→ Work required
Exactly reproduce each record listed below.

→ Provided records
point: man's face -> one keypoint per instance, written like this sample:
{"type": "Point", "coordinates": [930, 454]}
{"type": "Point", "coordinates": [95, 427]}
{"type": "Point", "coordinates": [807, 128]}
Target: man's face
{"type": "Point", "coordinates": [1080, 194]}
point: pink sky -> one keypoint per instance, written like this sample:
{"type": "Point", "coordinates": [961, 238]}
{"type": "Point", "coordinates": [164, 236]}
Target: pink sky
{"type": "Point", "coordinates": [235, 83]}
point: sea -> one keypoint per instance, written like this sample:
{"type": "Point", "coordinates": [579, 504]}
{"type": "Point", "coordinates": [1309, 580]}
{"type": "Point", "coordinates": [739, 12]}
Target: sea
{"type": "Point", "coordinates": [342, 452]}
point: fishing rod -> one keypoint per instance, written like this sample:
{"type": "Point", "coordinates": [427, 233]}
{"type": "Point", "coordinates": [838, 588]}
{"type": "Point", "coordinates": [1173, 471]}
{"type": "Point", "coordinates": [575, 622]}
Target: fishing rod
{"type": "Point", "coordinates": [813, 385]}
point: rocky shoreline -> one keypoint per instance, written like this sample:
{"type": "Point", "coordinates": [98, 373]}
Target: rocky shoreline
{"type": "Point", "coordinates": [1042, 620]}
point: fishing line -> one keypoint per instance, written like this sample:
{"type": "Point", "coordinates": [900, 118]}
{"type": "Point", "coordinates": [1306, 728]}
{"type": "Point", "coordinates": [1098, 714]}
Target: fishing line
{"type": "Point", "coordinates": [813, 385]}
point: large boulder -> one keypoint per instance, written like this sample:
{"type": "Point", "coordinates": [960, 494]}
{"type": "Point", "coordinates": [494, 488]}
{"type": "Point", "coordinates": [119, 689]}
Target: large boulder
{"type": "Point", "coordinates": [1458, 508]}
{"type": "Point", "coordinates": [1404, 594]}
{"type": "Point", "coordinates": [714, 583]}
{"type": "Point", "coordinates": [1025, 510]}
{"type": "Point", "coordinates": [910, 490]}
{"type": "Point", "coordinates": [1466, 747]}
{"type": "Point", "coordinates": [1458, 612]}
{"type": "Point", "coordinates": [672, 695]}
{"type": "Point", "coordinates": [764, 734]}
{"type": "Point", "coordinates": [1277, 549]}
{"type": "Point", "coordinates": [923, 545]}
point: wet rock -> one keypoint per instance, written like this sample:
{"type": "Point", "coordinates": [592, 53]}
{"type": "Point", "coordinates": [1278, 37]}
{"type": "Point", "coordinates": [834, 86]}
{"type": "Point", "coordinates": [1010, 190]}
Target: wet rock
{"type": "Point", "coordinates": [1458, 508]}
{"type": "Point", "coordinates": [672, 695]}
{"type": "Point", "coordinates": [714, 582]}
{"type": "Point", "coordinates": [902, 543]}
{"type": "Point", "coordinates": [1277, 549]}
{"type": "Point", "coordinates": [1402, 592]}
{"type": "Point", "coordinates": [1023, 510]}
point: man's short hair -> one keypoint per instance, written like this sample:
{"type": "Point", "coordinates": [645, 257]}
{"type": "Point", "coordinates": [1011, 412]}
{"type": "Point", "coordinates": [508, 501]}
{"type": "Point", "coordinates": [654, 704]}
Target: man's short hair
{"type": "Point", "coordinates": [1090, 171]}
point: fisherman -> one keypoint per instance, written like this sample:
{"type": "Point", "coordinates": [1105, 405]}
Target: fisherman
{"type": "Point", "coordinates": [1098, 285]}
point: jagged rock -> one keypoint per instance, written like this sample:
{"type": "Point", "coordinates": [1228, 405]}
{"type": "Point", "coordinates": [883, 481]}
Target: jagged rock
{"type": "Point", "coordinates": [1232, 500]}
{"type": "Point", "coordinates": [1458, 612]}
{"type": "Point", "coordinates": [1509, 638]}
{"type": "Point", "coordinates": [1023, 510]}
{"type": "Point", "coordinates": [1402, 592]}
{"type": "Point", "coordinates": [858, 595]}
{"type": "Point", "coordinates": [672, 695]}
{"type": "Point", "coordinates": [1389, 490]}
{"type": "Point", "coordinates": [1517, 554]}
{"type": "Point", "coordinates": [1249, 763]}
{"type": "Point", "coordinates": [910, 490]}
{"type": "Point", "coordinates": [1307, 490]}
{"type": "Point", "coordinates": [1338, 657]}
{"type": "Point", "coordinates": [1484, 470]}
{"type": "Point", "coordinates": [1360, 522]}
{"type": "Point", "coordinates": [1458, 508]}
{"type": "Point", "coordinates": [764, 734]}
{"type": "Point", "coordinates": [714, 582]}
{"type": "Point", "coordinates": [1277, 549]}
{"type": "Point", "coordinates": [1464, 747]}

→ Expected answer
point: man's face -> one keypoint per instance, written like this sample:
{"type": "Point", "coordinates": [930, 454]}
{"type": "Point", "coordinates": [95, 427]}
{"type": "Point", "coordinates": [807, 128]}
Target: man's face
{"type": "Point", "coordinates": [1080, 194]}
point: pink sky -> one keypoint per instance, written like this sample:
{"type": "Point", "coordinates": [961, 238]}
{"type": "Point", "coordinates": [164, 236]}
Target: pink sky
{"type": "Point", "coordinates": [235, 83]}
point: sea -> one keypoint per instance, written like this sample:
{"type": "Point", "coordinates": [579, 504]}
{"type": "Point", "coordinates": [1309, 580]}
{"type": "Point", "coordinates": [739, 12]}
Target: sea
{"type": "Point", "coordinates": [342, 452]}
point: fishing rod -> one keypoint per instance, written like this sample:
{"type": "Point", "coordinates": [427, 233]}
{"type": "Point", "coordinates": [838, 588]}
{"type": "Point", "coordinates": [1173, 471]}
{"type": "Point", "coordinates": [575, 622]}
Target: fishing rod
{"type": "Point", "coordinates": [813, 385]}
point: rocky shoreline -> one keypoint per instance, written like this sample:
{"type": "Point", "coordinates": [98, 373]}
Target: rocky shoreline
{"type": "Point", "coordinates": [1042, 620]}
point: fishing line -> one keypoint per instance, written like this sample:
{"type": "Point", "coordinates": [900, 118]}
{"type": "Point", "coordinates": [1306, 728]}
{"type": "Point", "coordinates": [1098, 714]}
Target: fishing line
{"type": "Point", "coordinates": [813, 385]}
point: large boulder -> one keypoint per instance, written like this sample:
{"type": "Point", "coordinates": [960, 494]}
{"type": "Point", "coordinates": [494, 488]}
{"type": "Point", "coordinates": [119, 689]}
Target: large boulder
{"type": "Point", "coordinates": [1458, 508]}
{"type": "Point", "coordinates": [1404, 594]}
{"type": "Point", "coordinates": [714, 583]}
{"type": "Point", "coordinates": [1025, 510]}
{"type": "Point", "coordinates": [910, 490]}
{"type": "Point", "coordinates": [1466, 747]}
{"type": "Point", "coordinates": [1458, 612]}
{"type": "Point", "coordinates": [672, 695]}
{"type": "Point", "coordinates": [764, 734]}
{"type": "Point", "coordinates": [1277, 549]}
{"type": "Point", "coordinates": [923, 545]}
point: wet rock -> one keypoint per instance, written like this sample:
{"type": "Point", "coordinates": [592, 53]}
{"type": "Point", "coordinates": [1278, 37]}
{"type": "Point", "coordinates": [834, 86]}
{"type": "Point", "coordinates": [1010, 190]}
Target: wet rock
{"type": "Point", "coordinates": [1458, 508]}
{"type": "Point", "coordinates": [672, 695]}
{"type": "Point", "coordinates": [714, 582]}
{"type": "Point", "coordinates": [902, 543]}
{"type": "Point", "coordinates": [1277, 549]}
{"type": "Point", "coordinates": [1402, 592]}
{"type": "Point", "coordinates": [1023, 510]}
point: man's short hair -> one keypoint per instance, written like this sample:
{"type": "Point", "coordinates": [645, 257]}
{"type": "Point", "coordinates": [1011, 412]}
{"type": "Point", "coordinates": [508, 501]}
{"type": "Point", "coordinates": [654, 704]}
Target: man's short hair
{"type": "Point", "coordinates": [1090, 171]}
point: fisherman -> one keypoint per instance, written like this sample:
{"type": "Point", "coordinates": [1105, 405]}
Target: fisherman
{"type": "Point", "coordinates": [1098, 285]}
point: jagged rock -> one keypoint per instance, written like this sample:
{"type": "Point", "coordinates": [1228, 405]}
{"type": "Point", "coordinates": [883, 481]}
Target: jagged rock
{"type": "Point", "coordinates": [1232, 500]}
{"type": "Point", "coordinates": [1458, 612]}
{"type": "Point", "coordinates": [1509, 638]}
{"type": "Point", "coordinates": [1023, 510]}
{"type": "Point", "coordinates": [1402, 592]}
{"type": "Point", "coordinates": [858, 595]}
{"type": "Point", "coordinates": [672, 695]}
{"type": "Point", "coordinates": [1389, 490]}
{"type": "Point", "coordinates": [1517, 554]}
{"type": "Point", "coordinates": [1249, 763]}
{"type": "Point", "coordinates": [910, 490]}
{"type": "Point", "coordinates": [1307, 490]}
{"type": "Point", "coordinates": [1338, 657]}
{"type": "Point", "coordinates": [1484, 470]}
{"type": "Point", "coordinates": [1360, 522]}
{"type": "Point", "coordinates": [1458, 508]}
{"type": "Point", "coordinates": [764, 734]}
{"type": "Point", "coordinates": [714, 582]}
{"type": "Point", "coordinates": [1277, 549]}
{"type": "Point", "coordinates": [1464, 747]}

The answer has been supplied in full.